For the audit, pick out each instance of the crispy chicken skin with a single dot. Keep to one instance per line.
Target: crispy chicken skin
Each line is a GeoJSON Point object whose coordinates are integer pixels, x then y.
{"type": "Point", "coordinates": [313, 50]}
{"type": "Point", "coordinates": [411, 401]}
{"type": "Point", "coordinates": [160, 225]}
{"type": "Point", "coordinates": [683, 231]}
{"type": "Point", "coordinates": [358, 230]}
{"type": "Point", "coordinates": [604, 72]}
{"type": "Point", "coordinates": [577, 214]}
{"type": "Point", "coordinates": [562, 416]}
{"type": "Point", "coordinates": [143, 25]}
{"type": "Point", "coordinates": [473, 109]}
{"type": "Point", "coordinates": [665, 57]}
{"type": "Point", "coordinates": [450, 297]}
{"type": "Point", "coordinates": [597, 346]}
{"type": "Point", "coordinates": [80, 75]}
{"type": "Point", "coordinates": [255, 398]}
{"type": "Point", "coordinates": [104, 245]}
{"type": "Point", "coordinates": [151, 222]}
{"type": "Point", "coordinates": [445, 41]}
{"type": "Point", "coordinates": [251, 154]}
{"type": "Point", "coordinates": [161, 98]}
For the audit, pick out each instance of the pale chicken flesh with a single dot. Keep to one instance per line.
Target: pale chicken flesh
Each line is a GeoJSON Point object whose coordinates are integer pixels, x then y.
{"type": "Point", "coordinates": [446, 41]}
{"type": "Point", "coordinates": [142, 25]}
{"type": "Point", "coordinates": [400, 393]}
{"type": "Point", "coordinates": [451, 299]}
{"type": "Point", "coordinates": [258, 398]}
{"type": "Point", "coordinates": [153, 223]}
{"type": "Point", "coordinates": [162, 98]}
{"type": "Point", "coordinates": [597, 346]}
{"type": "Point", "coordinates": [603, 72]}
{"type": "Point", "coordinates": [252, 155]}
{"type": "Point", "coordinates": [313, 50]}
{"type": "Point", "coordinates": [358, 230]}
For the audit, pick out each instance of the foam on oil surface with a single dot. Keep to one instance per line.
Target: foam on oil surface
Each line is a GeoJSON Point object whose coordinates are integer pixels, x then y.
______
> [ASSIGNED TASK]
Write out exactly the lines starting with the one that holds "Target: crispy chicken skin" and running through the last line above.

> [THE COMPLETED TASK]
Target: crispy chicken skin
Each line is a GeoJSON Point object whose coordinates are integer pixels, x then y.
{"type": "Point", "coordinates": [313, 50]}
{"type": "Point", "coordinates": [411, 401]}
{"type": "Point", "coordinates": [160, 225]}
{"type": "Point", "coordinates": [683, 231]}
{"type": "Point", "coordinates": [358, 230]}
{"type": "Point", "coordinates": [604, 72]}
{"type": "Point", "coordinates": [577, 214]}
{"type": "Point", "coordinates": [562, 416]}
{"type": "Point", "coordinates": [143, 25]}
{"type": "Point", "coordinates": [473, 109]}
{"type": "Point", "coordinates": [665, 57]}
{"type": "Point", "coordinates": [450, 297]}
{"type": "Point", "coordinates": [597, 346]}
{"type": "Point", "coordinates": [80, 75]}
{"type": "Point", "coordinates": [255, 398]}
{"type": "Point", "coordinates": [104, 245]}
{"type": "Point", "coordinates": [151, 222]}
{"type": "Point", "coordinates": [445, 41]}
{"type": "Point", "coordinates": [251, 154]}
{"type": "Point", "coordinates": [161, 98]}
For the audit, pick out each instance of the pale chicken flesh with a single dot. Keep to one instance per line.
Target: pale chicken flesh
Each line is a GeoJSON Point object whose coordinates are integer pixels, x then y.
{"type": "Point", "coordinates": [446, 41]}
{"type": "Point", "coordinates": [142, 25]}
{"type": "Point", "coordinates": [400, 393]}
{"type": "Point", "coordinates": [451, 299]}
{"type": "Point", "coordinates": [258, 398]}
{"type": "Point", "coordinates": [153, 223]}
{"type": "Point", "coordinates": [162, 98]}
{"type": "Point", "coordinates": [597, 346]}
{"type": "Point", "coordinates": [603, 72]}
{"type": "Point", "coordinates": [252, 155]}
{"type": "Point", "coordinates": [313, 50]}
{"type": "Point", "coordinates": [358, 230]}
For the audit, pick out each instance of the foam on oil surface with a single dot. Keep to one instance per line.
Target: foam on oil surface
Each line is a GeoJSON Point object whose coordinates are integer pixels, x then y.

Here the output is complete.